### TASK:
In the article on the Bainbridge Island fire levy, what levy increase did Fire Chief Hank Teran ask the board to put before voters?
━━━ SELECTED TEXT
Bainbridge commissioners again push back proposed levy to staff Station 23

On a narrow 3-2 vote, Bainbridge Island fire commissioners rejected a proposal for a levy increase on the November ballot that would pay for full-time staffing at the fire department's only unmanned fire hall.

The setback is the latest for the levy proposal to put full-time firefighters at Station 23, the department's north end station on Phelps Road NE. Commissioners voted earlier this year to set the levy proposal aside so department officials could focus instead on a bond measure that would pay for new and improved fire stations.

Fire commissioners decided Thursday to delay both proposals until the February ballot, so Bainbridge voters could decide on a package deal on fire department staffing and facilities.

Commissioners were briefed on five options for staffing at Station 23 at their meeting this week, and Fire Chief Hank Teran told the fire board the timing was never better for a levy increase.

Teran asked the board to put before voters a levy increase of 22 cents (per $1,000 of assessed property value) that would help pay for nine new firefighters.

The tax increase would cover expanded staffing at Station 23 — with three new firefighters for each shift — which would allow firefighters at the north end station to cover calls 24 hours a day, seven days a week. The Phelps Road fire hall is the only of the department’s three stations that isn’t staffed around the clock.

Assistant Chief Luke Carpenter told commissioners that the increase in staffing would lead to a 52-percent increase in 5-minute response times.

Officials noted that having firefighters and EMTs on the scene in five minutes is a department goal, and is critical when the department responds to reports of heart attacks or structure fires.

In incidents of cardiac arrest, brain death can occur within 4 to 6 minutes, said Assistant Chief Jared Moravec. And at structure fires, "flashover" — the point where a room can be consumed by flames from ceiling to floor — can happen within 5 to 10 minutes of the start of a fire.

With Station 23 unmanned, firefighters must respond to north island calls from the department's two stations to the south. That means a longer response time, Moravec noted.

"We can only go so far, so fast ... if we don't have bodies in the station," he said.

Chief Teran also said that 30 percent of the department's emergency calls come while firefighters are already responding to another call. And when emergency responders have to transport someone to the hospital, to Seattle or Bremerton, they are unavailable to respond to other calls for as long as two hours.

"I wouldn't be here asking if we didn't need it," Teran told the board.

"We need the people," he said.

Divisions among commissioners over the levy — which date back to the start of this year when a new majority joined the fire board — resurfaced at this week's meeting.

Commissioner Teri Dettmer said she supported full-time staffing at Station 23, but said the department should focus first on the bond measure to pay for improved facilities.
━━━━━━
━━━ GIVEN INFORMATION
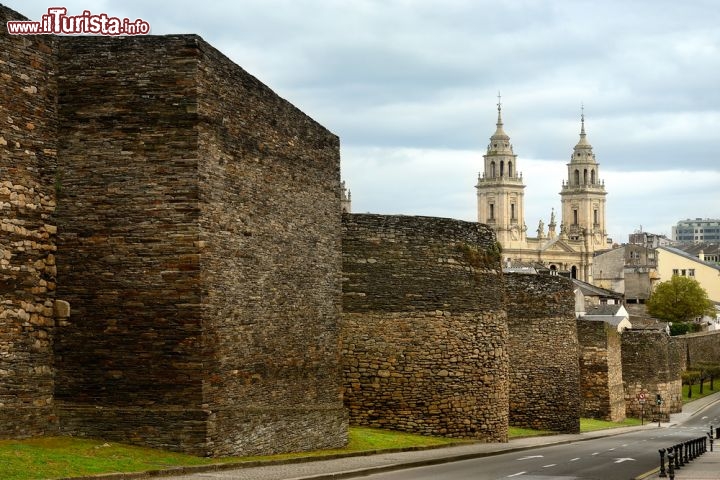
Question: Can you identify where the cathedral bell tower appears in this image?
━━━━━━
### YOUR SOLUTION:
An increase of 22 cents per $1,000 of assessed property value.